• What you will do:
Which lines in the items below contain the word "every", with case counting? Report each of those lines in full.
_ _ _
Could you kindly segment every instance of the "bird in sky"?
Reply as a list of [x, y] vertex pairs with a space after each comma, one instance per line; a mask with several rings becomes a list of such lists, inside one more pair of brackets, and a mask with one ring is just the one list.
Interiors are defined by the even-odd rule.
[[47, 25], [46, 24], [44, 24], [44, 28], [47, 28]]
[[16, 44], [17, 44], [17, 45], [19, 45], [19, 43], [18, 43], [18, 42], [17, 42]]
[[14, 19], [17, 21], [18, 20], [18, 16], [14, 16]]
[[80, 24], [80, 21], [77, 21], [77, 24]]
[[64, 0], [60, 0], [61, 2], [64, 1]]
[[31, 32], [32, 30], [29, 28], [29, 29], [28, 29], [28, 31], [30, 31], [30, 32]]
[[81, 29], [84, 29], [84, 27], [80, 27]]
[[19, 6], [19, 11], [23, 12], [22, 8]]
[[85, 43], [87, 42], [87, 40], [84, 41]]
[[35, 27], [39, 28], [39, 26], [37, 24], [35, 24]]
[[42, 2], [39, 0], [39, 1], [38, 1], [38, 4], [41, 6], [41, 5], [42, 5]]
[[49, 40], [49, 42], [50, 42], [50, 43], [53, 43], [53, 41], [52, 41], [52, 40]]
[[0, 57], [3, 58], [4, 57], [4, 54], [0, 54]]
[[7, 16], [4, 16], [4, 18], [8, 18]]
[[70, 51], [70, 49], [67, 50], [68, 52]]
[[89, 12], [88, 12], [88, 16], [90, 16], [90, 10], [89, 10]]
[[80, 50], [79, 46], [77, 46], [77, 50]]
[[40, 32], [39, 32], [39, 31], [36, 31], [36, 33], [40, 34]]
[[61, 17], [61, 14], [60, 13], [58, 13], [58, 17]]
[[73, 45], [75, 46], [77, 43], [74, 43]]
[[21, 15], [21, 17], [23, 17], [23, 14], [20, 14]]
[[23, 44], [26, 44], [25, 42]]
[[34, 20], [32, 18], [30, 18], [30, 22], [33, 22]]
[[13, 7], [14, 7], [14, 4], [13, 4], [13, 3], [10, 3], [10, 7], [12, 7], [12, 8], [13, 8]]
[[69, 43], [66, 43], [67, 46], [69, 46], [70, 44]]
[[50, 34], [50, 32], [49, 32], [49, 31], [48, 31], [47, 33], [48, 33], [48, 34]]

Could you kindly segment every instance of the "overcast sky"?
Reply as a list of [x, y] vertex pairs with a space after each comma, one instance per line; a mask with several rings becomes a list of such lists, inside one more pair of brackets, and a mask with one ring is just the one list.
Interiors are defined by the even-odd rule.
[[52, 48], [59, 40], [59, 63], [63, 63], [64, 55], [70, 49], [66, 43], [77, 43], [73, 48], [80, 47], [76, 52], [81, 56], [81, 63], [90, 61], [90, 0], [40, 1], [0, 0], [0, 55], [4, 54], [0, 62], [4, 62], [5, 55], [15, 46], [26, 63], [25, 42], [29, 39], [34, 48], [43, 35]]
_ _ _
• Response to this exercise:
Could you kindly segment every instance of the "bird in sky"?
Could you kindly segment every instance of the "overcast sky"?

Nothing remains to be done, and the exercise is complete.